- [Problem statement]: Copy verbatim the material from its first line to the line that holds "the white bunting", including that line.

- [Entries supplied]:

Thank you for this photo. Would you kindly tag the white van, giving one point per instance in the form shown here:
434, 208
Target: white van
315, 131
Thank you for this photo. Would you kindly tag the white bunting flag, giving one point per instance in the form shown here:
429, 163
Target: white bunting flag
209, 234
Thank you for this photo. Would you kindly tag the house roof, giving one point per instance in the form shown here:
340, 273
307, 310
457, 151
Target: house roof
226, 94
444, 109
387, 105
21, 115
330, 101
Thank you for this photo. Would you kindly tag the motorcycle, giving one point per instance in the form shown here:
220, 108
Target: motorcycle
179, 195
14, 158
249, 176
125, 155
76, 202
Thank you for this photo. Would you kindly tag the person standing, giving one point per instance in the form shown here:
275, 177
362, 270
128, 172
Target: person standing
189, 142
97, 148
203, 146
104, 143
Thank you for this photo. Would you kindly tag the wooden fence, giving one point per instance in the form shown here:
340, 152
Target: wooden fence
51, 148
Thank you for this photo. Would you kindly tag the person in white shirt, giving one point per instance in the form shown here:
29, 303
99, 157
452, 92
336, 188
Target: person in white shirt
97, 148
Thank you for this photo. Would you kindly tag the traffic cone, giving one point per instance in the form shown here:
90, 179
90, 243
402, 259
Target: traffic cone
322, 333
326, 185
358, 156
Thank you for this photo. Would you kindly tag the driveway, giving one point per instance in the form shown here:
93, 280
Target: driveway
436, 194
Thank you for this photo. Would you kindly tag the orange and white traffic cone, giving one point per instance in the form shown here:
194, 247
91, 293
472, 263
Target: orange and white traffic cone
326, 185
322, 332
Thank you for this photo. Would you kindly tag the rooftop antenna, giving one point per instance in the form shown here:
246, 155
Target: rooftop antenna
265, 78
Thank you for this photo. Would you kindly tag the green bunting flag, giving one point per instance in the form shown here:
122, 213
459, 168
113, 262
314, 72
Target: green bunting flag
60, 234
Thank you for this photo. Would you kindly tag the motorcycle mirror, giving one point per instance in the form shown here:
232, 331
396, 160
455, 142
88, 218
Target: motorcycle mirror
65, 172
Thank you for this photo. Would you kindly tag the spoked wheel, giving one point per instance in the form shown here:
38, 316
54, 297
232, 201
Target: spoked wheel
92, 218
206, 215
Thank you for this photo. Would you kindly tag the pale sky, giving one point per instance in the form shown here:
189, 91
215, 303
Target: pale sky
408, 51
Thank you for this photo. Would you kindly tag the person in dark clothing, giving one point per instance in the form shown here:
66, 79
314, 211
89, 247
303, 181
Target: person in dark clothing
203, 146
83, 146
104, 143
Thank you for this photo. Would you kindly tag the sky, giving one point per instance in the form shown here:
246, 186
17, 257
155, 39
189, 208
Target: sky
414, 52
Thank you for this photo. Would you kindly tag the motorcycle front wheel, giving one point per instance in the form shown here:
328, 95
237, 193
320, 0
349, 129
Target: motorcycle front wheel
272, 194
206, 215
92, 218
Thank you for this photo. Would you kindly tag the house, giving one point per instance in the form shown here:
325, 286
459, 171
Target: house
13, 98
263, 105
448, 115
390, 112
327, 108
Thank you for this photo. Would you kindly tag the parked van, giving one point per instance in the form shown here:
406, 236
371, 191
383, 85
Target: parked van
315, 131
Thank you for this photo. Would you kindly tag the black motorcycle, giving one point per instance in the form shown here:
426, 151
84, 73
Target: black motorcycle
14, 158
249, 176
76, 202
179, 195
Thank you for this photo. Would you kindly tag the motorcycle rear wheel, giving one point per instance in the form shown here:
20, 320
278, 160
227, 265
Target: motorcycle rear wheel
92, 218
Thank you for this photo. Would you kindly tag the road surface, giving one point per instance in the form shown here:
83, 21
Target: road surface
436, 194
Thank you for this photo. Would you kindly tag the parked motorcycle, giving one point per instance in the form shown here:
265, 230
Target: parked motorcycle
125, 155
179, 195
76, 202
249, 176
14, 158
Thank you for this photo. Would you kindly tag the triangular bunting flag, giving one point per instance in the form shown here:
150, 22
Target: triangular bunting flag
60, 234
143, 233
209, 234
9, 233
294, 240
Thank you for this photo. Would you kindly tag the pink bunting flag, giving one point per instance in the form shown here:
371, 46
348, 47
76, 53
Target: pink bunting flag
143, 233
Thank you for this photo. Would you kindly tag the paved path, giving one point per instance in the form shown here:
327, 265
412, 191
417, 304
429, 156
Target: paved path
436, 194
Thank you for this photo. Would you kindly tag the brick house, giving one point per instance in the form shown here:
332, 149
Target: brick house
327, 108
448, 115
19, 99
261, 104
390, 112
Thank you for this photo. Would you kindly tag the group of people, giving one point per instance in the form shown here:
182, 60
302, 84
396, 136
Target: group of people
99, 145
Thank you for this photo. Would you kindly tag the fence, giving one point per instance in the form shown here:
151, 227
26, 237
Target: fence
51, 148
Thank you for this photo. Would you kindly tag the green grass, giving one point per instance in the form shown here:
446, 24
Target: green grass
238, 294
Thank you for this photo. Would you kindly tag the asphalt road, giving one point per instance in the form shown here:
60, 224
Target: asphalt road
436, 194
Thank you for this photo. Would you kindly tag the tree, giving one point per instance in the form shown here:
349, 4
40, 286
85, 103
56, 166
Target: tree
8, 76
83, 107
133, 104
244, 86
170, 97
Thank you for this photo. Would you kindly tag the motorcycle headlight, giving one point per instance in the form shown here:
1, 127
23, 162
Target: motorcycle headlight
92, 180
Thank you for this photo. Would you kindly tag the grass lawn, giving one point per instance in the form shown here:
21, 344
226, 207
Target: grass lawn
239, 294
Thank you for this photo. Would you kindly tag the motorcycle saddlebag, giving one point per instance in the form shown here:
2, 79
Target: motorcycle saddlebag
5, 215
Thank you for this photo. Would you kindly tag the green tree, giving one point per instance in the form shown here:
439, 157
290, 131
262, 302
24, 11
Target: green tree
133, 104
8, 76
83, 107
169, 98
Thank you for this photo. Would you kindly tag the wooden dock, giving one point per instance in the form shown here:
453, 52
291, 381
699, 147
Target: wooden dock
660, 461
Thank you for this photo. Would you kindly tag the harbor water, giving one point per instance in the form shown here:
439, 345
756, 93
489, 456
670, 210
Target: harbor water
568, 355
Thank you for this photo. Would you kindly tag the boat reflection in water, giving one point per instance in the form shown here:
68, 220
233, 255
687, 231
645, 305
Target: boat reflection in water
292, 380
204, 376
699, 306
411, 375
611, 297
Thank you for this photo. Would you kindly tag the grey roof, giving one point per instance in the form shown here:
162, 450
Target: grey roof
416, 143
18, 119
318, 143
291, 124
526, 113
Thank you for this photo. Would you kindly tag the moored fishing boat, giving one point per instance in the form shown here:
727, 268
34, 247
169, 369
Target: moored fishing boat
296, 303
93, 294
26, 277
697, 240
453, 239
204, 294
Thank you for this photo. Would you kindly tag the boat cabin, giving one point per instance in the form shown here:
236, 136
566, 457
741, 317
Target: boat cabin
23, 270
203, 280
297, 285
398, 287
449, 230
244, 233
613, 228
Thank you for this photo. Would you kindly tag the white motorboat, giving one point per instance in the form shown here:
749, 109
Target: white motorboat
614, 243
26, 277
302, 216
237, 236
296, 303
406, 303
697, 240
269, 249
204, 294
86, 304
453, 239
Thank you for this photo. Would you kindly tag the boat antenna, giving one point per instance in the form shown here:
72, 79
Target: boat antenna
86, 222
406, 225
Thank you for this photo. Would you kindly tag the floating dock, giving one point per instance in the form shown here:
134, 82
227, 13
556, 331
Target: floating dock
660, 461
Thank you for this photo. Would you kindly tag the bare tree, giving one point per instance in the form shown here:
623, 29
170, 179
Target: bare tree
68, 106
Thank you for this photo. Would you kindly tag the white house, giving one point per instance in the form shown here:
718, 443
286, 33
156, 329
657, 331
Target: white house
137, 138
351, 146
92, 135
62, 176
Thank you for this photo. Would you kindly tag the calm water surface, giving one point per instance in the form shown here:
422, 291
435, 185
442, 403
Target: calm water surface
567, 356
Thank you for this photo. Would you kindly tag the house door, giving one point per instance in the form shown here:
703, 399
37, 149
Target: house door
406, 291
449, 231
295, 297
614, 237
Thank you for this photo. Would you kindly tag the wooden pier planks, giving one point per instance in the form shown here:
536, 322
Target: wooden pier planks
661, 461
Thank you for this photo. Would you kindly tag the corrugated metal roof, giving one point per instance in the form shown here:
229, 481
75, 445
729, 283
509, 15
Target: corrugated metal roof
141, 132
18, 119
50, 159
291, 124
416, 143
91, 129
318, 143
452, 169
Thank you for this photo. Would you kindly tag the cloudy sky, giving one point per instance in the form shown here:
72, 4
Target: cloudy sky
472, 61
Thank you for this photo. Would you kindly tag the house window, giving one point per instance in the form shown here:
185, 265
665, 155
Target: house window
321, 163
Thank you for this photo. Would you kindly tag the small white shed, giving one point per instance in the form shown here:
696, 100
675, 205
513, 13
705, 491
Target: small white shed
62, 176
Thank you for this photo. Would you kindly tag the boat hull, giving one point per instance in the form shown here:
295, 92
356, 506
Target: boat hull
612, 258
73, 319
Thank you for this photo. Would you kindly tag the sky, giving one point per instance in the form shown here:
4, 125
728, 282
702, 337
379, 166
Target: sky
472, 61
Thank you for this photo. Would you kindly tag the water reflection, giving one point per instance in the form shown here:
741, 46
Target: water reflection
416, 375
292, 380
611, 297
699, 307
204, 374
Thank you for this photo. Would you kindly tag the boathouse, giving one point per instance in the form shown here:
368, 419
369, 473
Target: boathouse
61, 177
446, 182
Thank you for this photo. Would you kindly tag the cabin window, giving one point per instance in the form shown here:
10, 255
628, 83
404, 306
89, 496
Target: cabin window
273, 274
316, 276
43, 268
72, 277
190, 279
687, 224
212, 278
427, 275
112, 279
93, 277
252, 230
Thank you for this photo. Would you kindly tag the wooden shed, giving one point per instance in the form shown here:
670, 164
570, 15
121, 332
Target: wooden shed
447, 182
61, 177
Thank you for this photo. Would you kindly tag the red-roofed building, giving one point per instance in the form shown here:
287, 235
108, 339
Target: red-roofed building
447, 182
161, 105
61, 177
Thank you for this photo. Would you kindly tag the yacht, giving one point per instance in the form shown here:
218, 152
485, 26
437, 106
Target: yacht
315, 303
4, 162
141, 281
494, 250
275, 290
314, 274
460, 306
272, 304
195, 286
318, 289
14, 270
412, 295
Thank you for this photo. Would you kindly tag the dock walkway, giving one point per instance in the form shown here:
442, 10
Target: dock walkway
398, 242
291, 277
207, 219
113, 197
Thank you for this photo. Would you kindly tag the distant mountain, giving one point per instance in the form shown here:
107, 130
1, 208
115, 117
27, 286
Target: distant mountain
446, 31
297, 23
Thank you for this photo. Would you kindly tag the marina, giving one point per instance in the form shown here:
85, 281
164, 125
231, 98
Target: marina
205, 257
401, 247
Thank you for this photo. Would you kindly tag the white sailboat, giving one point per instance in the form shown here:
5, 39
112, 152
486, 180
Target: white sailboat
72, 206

- [Written answer]:
Thank you for this photo. Would you kindly tag the white van, giving one point per instance in the form shown here:
434, 208
Target: white van
315, 131
Thank you for this photo. Would you kindly tag the white bunting flag, giving one point per instance in the form shown here:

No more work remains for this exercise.